[WHAT YOU HAVE TO DO]: Could you lay out the lines of the listing below as a JSON list of strings, one string per line and no blank lines, starting at the line containing "My colleague insists the high-rise" and ending at the line containing "[809,384,969,583]"?

[Coordinate annotation entries]:
-------------------------

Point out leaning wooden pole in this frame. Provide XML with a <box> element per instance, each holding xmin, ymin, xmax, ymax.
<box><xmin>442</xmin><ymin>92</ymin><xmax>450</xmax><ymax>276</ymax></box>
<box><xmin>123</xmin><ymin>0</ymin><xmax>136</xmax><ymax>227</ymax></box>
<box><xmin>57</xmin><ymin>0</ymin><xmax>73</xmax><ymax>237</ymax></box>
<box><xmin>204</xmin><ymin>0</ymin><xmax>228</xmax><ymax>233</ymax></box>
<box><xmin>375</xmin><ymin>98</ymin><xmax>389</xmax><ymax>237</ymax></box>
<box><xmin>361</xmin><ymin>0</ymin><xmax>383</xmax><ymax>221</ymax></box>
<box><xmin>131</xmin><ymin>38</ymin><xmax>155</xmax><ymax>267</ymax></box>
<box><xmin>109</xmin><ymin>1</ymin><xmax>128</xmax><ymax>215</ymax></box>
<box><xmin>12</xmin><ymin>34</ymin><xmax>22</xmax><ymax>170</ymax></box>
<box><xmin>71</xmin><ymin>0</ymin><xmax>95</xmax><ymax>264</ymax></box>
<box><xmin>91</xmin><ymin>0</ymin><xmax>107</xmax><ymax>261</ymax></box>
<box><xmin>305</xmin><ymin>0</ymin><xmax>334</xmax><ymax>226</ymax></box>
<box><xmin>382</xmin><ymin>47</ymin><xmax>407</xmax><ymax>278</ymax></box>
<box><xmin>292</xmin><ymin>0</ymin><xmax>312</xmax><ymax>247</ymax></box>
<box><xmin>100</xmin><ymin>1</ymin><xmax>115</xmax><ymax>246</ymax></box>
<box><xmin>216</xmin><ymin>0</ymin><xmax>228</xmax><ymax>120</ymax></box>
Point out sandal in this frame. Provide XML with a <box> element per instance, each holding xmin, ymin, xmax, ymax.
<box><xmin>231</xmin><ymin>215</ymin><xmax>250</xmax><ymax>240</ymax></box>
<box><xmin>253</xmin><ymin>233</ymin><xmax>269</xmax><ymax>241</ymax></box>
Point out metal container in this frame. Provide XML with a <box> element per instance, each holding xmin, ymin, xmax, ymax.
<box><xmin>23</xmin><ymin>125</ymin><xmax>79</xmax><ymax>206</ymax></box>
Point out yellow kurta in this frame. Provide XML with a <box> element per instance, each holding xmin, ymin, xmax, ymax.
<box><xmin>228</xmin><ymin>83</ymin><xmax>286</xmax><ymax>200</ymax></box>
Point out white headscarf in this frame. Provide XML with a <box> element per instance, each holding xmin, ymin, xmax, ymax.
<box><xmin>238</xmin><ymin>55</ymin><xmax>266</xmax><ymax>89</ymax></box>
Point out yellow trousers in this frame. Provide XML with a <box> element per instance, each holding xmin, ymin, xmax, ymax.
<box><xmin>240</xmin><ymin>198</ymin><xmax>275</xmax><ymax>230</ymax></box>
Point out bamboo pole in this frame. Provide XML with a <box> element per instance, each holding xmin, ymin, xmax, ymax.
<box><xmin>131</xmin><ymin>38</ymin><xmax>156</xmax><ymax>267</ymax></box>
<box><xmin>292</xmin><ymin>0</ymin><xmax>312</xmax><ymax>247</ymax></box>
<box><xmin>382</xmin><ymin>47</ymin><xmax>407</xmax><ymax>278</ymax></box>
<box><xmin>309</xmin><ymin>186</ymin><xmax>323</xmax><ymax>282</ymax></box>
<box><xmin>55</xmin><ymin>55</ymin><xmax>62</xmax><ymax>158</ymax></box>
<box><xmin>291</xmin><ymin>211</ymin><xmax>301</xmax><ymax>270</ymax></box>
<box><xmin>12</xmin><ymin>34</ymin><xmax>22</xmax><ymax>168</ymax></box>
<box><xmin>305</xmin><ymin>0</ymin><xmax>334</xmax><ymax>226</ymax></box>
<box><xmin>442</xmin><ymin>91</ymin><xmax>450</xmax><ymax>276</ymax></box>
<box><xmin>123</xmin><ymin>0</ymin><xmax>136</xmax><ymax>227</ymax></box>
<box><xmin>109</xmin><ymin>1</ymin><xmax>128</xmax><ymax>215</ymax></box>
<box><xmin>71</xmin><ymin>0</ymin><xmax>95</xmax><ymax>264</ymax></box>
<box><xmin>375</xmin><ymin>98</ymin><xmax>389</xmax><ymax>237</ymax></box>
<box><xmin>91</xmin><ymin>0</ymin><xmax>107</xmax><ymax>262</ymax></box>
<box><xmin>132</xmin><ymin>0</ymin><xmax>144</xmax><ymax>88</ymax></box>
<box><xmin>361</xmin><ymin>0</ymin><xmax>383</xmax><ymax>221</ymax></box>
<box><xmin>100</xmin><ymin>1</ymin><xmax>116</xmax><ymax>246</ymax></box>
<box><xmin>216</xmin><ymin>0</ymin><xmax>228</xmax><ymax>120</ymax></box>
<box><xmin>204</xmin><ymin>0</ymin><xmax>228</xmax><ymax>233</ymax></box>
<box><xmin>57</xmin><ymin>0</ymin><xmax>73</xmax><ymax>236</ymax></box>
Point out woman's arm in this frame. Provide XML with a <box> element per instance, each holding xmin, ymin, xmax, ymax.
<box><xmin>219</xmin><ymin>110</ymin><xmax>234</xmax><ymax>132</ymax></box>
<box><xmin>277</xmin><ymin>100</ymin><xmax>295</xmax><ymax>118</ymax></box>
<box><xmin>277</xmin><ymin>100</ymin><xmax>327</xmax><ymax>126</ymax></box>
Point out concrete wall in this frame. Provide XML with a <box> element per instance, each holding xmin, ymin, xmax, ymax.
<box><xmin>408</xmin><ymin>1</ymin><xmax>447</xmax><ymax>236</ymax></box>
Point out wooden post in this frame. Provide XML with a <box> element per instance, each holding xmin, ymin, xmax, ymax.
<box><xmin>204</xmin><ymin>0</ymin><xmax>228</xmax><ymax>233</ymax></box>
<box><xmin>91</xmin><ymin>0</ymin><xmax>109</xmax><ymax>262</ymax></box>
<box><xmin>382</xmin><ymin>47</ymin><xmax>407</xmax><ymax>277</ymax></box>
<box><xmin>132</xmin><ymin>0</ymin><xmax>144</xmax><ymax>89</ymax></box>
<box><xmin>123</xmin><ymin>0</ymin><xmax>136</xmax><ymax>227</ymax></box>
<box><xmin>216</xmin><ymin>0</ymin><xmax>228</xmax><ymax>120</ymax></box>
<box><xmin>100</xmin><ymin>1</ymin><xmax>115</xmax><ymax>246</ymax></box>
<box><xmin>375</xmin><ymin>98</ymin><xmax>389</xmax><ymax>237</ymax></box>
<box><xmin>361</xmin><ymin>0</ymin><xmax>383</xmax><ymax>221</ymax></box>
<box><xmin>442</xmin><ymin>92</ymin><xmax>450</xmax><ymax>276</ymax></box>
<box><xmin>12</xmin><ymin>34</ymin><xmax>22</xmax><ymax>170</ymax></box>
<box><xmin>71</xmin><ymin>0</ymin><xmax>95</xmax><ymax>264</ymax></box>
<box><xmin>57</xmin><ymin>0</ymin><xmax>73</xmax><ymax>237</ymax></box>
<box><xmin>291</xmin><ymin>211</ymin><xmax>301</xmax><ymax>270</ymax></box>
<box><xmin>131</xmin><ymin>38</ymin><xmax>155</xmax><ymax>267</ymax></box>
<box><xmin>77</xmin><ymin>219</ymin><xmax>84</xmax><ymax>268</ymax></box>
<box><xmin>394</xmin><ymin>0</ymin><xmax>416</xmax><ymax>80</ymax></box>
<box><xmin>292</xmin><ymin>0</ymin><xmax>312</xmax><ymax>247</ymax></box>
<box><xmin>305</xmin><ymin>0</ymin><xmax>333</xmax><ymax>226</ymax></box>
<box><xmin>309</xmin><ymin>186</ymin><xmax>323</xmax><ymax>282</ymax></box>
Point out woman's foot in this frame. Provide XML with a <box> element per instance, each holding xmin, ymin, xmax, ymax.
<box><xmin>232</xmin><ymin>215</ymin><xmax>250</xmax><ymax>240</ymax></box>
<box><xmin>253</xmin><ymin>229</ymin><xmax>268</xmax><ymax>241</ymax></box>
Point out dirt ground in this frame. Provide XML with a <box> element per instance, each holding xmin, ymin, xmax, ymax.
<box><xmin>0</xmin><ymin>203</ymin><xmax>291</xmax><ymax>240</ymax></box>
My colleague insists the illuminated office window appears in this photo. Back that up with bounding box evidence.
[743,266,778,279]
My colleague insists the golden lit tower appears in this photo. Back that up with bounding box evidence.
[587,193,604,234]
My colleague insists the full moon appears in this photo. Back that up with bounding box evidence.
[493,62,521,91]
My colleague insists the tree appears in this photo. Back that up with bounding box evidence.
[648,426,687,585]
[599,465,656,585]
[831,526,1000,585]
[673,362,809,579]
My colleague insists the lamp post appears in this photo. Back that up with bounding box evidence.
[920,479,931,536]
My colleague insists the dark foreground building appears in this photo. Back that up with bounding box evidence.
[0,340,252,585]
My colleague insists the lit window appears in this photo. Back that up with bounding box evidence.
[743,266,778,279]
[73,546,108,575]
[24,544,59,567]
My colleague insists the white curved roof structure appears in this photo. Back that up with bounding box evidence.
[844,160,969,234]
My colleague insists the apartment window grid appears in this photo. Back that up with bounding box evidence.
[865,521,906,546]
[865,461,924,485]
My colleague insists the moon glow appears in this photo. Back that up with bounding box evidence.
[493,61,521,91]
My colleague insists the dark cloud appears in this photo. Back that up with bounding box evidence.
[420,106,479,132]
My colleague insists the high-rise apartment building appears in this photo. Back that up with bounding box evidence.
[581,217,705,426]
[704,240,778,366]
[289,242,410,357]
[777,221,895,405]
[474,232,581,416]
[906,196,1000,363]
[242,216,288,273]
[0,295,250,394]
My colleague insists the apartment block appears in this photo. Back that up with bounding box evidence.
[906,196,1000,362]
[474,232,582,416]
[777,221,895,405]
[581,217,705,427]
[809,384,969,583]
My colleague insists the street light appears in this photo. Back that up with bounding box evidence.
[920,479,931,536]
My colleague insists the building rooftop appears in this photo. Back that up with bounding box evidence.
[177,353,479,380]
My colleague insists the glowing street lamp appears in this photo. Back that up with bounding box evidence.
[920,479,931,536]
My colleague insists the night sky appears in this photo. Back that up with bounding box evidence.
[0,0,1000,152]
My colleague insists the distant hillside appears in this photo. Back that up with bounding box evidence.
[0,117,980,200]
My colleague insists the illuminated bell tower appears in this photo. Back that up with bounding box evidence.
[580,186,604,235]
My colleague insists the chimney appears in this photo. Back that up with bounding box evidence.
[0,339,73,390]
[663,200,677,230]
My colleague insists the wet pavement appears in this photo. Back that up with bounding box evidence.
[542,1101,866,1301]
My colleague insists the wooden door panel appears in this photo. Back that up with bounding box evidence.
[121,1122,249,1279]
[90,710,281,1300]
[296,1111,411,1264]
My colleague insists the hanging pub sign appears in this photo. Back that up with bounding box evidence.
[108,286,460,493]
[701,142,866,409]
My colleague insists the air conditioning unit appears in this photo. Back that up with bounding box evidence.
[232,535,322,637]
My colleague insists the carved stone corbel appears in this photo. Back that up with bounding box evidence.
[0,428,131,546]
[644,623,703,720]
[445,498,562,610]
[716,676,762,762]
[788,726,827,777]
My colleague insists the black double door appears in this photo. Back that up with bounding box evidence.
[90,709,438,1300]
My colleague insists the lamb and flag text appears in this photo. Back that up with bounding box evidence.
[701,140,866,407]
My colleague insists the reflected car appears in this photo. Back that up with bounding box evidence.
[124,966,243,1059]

-------------------------

[WRITTEN ANSWER]:
[
  "My colleague insists the high-rise apartment building appears in this photo. Back that up with bounding box evidence.",
  "[581,217,705,426]",
  "[704,240,778,366]",
  "[289,242,410,357]",
  "[777,221,895,405]",
  "[474,232,581,416]",
  "[906,196,1000,363]",
  "[242,216,288,273]",
  "[0,295,250,394]",
  "My colleague insists the apartment block appears in this photo. Back that up with bounding box evidence.",
  "[906,196,1000,362]",
  "[474,232,582,416]",
  "[777,221,895,405]",
  "[581,217,705,427]",
  "[809,384,969,583]"
]